---- Lerntext
Der Alarmruf ist ein rohrsängerähnlich rauhes, manchmal schnalzendes rack oder track, ist härter als der entsprechende Ruf der Nachtigall. Er wird manchmal als hüi-dack[4] zweisilbig mit dem sanft pfeifenden Lockruf (huid, iht oder si) gepaart. Außerdem gibt es Rufreihen – etwa djüp-djüp-djüp – die der Einleitung der Gesangsstrophen ähneln und ebenfalls bei Erregung vorgebracht werden. Weiterhin sind ein erregtes chrää oder ein stark frequenzmoduliertes chiit zu hören.[5][2]

Verbreitung

Die Verbreitung des Blaukehlchens ist transpaläaktisch, weist aber große Lücken auf. Sie erstreckt sich vom Nordrand der Strauchtundra südwärts bis in die Steppenzone und in einige südpaläarktische Gebirgszüge. In der Nearktis gibt es ein kleines Kolonisationsvorkommen in Nordalaska.

In Westeuropa beschränkt sich das Vorkommen auf einige Gebirge der Iberischen Halbinsel sowie einige kleine, disjunkte Teilareale in Frankreich, vor allem einen 10 km breiten Streifen entlang der Atlantikküste (Unterart namnetum). Größere Areale gibt es in den Beneluxländern, nördlich der Alpen in Deutschland und Österreich und entlang der Donau im ungarischen Raum. Das mehr oder weniger geschlossene Areal reicht von Nordostdeutschland und Polen ostwärts. In Skandinavien beschränkt sich die Verbreitung auf die Hochgebirge Norwegens, Nordschweden, Nordfinnland sowie die Halbinsel Kola und ist entlang der Küste des Weißen Meeres mit dem geschlossenen Areal verbunden. Dessen Nordgrenze verläuft ostwärts zwischen 70 und 72° Nord bis zur Tschuktschen-Halbinsel, nach Kamtschatka und Nordalaska. Im Süden reicht die dort teils sehr disjunkte Verbreitung bis in die Gebirgsregionen des nordwestlichen Kaukasus, des Zagros, des Pamir, Tian Shan, Altai, Tannu Ola und Changai. In Jakutien kommt die Art nur im Norden und sonst sehr lokal vor. Es ist anzunehmen, dass die Konkurrenz zum Rubinkehlchen, das hier seinen Verbreitungsschwerpunkt hat, zu groß ist.
--------
---- Extrahierte Einträge
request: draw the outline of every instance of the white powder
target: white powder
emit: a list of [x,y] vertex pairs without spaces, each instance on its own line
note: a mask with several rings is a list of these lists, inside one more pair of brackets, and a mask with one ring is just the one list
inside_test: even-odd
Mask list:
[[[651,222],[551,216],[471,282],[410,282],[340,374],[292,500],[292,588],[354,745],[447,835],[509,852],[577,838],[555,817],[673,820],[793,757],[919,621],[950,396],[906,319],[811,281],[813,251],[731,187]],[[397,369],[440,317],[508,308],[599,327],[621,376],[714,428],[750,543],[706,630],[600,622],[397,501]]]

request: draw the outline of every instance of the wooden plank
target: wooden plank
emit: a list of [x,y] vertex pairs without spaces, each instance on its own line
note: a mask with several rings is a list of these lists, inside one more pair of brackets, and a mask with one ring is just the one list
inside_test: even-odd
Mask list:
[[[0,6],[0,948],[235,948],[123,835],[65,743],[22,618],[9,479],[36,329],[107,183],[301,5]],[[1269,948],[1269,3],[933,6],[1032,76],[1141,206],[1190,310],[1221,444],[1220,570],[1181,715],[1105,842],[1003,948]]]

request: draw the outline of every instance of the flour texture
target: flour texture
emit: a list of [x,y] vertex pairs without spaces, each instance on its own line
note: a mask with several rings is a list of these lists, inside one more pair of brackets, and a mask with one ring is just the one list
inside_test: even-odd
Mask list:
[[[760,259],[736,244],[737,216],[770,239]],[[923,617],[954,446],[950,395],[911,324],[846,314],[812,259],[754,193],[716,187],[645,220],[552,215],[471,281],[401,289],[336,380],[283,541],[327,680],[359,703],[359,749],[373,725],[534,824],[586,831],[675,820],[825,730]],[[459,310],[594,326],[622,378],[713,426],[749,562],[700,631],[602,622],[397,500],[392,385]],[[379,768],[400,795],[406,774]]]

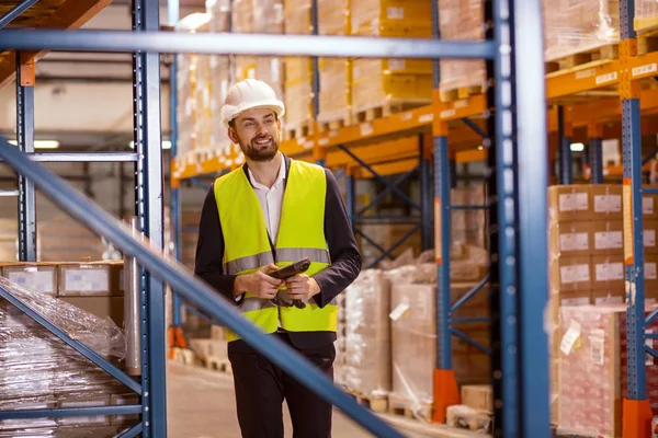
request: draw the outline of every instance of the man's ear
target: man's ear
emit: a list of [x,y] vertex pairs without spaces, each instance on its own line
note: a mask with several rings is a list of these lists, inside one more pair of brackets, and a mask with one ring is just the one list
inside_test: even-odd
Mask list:
[[228,138],[230,138],[230,141],[232,141],[234,145],[238,145],[240,142],[240,140],[238,138],[238,134],[231,127],[228,127]]

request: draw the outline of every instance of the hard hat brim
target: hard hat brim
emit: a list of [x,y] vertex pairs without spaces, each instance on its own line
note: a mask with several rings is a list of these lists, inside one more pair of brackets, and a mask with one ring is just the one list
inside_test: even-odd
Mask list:
[[279,100],[251,102],[238,106],[224,105],[224,107],[222,107],[222,120],[224,123],[224,126],[228,127],[230,120],[235,120],[240,114],[253,108],[272,110],[279,118],[283,117],[283,115],[285,114],[285,105]]

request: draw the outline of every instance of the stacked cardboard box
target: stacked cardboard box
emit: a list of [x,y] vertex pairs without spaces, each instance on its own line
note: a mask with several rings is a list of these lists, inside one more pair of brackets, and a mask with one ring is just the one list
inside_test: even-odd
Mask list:
[[[548,188],[551,290],[561,306],[624,300],[621,185],[561,185]],[[645,281],[655,300],[656,195],[644,195]]]
[[[431,37],[432,8],[423,0],[352,2],[352,35]],[[354,59],[352,113],[397,103],[424,103],[432,96],[432,61],[426,59]]]
[[[646,307],[648,314],[655,306]],[[559,428],[565,435],[622,436],[622,399],[627,396],[626,307],[560,310]],[[647,331],[656,332],[654,323]],[[647,345],[655,348],[655,341]],[[646,356],[647,399],[658,414],[658,369]]]
[[[481,41],[485,37],[481,0],[438,0],[441,37],[444,39]],[[440,92],[443,100],[462,88],[484,89],[487,77],[484,60],[441,60]],[[458,95],[457,95],[458,96]],[[452,96],[454,97],[454,96]]]
[[655,0],[635,0],[635,30],[656,28],[658,22],[658,2]]
[[[320,35],[349,35],[349,0],[318,1],[318,33]],[[343,120],[350,124],[351,60],[344,58],[320,58],[320,108],[318,122]]]
[[[253,0],[253,32],[283,34],[283,0]],[[283,100],[283,57],[257,57],[256,78],[270,84]]]
[[[310,0],[284,0],[286,34],[313,33]],[[285,57],[285,123],[290,128],[311,120],[313,64],[308,57]]]
[[544,0],[544,26],[546,61],[616,44],[619,1]]

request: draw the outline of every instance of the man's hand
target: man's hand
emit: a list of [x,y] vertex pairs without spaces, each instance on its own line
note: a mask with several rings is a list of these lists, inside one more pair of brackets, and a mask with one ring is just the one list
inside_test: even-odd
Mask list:
[[305,274],[288,278],[285,281],[285,286],[293,300],[308,300],[320,293],[320,286],[318,283]]
[[272,278],[265,273],[277,268],[276,265],[271,263],[252,274],[239,275],[236,277],[236,283],[234,285],[234,296],[249,292],[254,297],[264,299],[276,297],[279,288],[283,286],[283,280]]

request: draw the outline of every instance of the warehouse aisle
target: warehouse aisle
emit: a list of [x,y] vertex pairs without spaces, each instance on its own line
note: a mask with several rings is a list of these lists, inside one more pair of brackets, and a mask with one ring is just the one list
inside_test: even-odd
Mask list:
[[[235,414],[232,380],[229,376],[169,361],[167,383],[170,438],[241,438]],[[287,415],[286,411],[284,415],[286,438],[292,437]],[[443,426],[422,426],[401,417],[389,418],[394,426],[409,438],[487,437],[467,430],[447,430]],[[372,437],[339,411],[336,411],[333,422],[334,437]]]

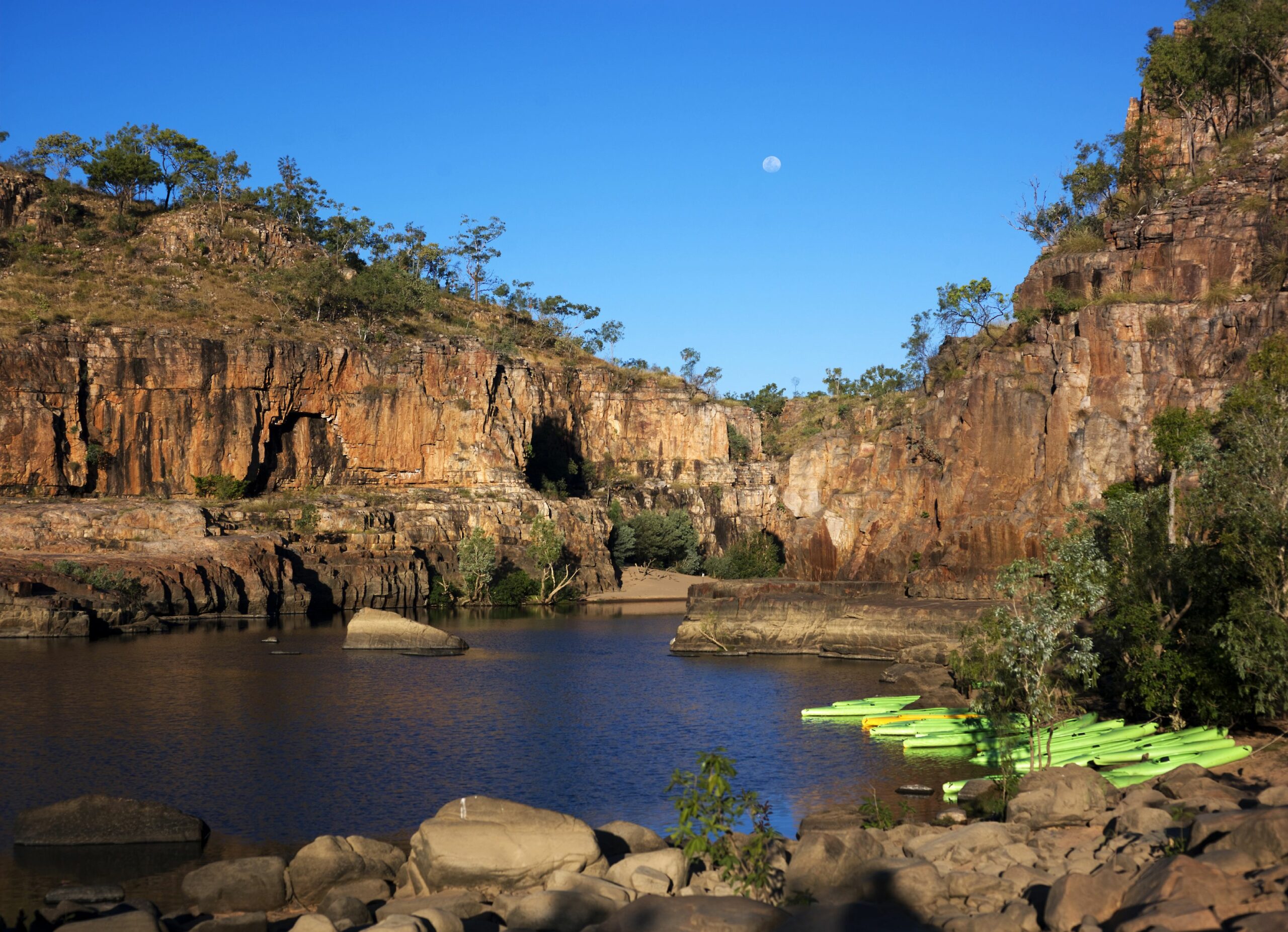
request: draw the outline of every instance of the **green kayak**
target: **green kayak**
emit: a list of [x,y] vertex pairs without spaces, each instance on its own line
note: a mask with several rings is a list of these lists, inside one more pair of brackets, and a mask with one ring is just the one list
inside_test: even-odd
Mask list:
[[1153,761],[1159,757],[1179,753],[1198,753],[1202,750],[1217,750],[1220,748],[1233,748],[1233,738],[1213,738],[1209,741],[1176,741],[1172,744],[1154,745],[1151,748],[1137,748],[1135,750],[1112,750],[1091,758],[1097,767],[1110,763],[1132,763],[1133,761]]
[[[909,699],[908,702],[914,702]],[[859,703],[846,703],[841,705],[814,705],[813,708],[801,709],[802,718],[837,718],[837,717],[850,717],[862,718],[866,716],[878,716],[878,714],[891,714],[898,712],[908,702],[899,700],[893,705],[866,705]]]
[[[1037,738],[1042,744],[1046,744],[1047,735],[1051,736],[1052,743],[1066,741],[1073,738],[1081,738],[1084,735],[1103,734],[1105,731],[1114,731],[1126,726],[1122,718],[1110,718],[1104,722],[1091,722],[1091,723],[1075,723],[1069,727],[1057,727],[1054,731],[1051,729],[1043,729],[1038,732]],[[979,741],[976,747],[980,750],[1001,750],[1003,748],[1028,748],[1029,735],[1027,731],[1019,731],[1014,735],[998,736],[993,740]]]
[[[1128,763],[1124,767],[1118,767],[1110,770],[1109,774],[1118,776],[1126,774],[1145,774],[1146,776],[1158,776],[1159,774],[1166,774],[1182,763],[1197,763],[1200,767],[1216,767],[1222,763],[1231,763],[1233,761],[1242,761],[1244,757],[1252,753],[1252,749],[1247,744],[1240,744],[1235,747],[1215,748],[1212,750],[1184,750],[1185,745],[1179,745],[1177,749],[1167,754],[1160,754],[1158,758],[1142,761],[1140,763]],[[1242,753],[1243,748],[1248,748],[1248,753]],[[1108,774],[1106,774],[1108,776]]]
[[[1082,748],[1088,748],[1094,745],[1115,744],[1124,741],[1128,738],[1144,738],[1145,735],[1151,735],[1158,731],[1157,722],[1145,722],[1142,725],[1127,725],[1121,729],[1106,729],[1104,731],[1087,731],[1082,735],[1072,735],[1069,738],[1055,736],[1050,741],[1050,748],[1047,741],[1041,741],[1038,750],[1046,757],[1050,749],[1051,756],[1056,757],[1065,752],[1081,750]],[[1005,753],[1005,752],[1003,752]],[[1011,749],[1010,757],[1012,761],[1028,760],[1029,747],[1028,744],[1021,744],[1018,748]]]
[[920,695],[882,695],[872,699],[840,699],[833,705],[895,705],[902,703],[908,705],[921,699]]
[[1171,771],[1180,767],[1182,763],[1197,763],[1200,767],[1220,767],[1222,763],[1234,763],[1235,761],[1242,761],[1251,753],[1252,753],[1252,745],[1238,744],[1233,748],[1217,748],[1215,750],[1203,750],[1191,754],[1175,754],[1172,757],[1168,757],[1167,760],[1135,763],[1127,767],[1119,767],[1117,770],[1105,771],[1104,776],[1112,784],[1122,789],[1123,787],[1131,787],[1137,783],[1144,783],[1151,776],[1162,776],[1163,774],[1170,774]]

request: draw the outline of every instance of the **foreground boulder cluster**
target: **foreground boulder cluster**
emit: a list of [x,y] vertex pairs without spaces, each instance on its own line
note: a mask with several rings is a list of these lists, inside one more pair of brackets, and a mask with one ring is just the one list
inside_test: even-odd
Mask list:
[[[1288,929],[1288,785],[1251,787],[1186,765],[1118,790],[1070,765],[1025,778],[1006,821],[971,817],[972,807],[989,806],[993,784],[967,789],[963,807],[934,824],[867,828],[854,807],[806,816],[799,839],[770,852],[764,899],[779,905],[735,895],[710,865],[641,825],[592,829],[549,810],[465,797],[420,825],[410,855],[323,835],[290,862],[242,857],[191,871],[191,906],[165,915],[125,901],[118,887],[53,891],[28,929]],[[84,817],[85,803],[73,802]],[[28,842],[63,830],[52,810],[24,814]]]

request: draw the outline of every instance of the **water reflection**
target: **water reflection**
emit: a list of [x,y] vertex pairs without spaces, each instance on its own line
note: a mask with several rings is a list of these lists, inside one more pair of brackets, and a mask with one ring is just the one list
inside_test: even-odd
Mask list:
[[975,770],[956,749],[905,754],[853,722],[800,718],[878,693],[878,663],[672,658],[679,613],[657,605],[426,619],[469,653],[346,651],[341,619],[300,617],[0,642],[0,852],[18,810],[88,792],[171,803],[250,846],[406,841],[468,793],[665,829],[671,771],[724,747],[791,834],[810,808]]

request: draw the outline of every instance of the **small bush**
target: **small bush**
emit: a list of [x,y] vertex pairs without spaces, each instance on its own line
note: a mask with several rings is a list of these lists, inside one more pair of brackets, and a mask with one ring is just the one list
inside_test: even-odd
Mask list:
--------
Beantworte diese Fragen zum Text über das Blaukehlchen:
1. Wie unterscheidet sich der Alarmruf vom entsprechenden Ruf der Nachtigall?
2. Wo in der Nearktis gibt es ein kleines Kolonisationsvorkommen?
3. Wie breit ist der Streifen entlang der französischen Atlantikküste, und welche Unterart lebt dort?

Schriftliche Lösung:
1. Er ist härter als der entsprechende Ruf der Nachtigall.
2. In Nordalaska.
3. Er ist 10 km breit, und dort lebt die Unterart namnetum.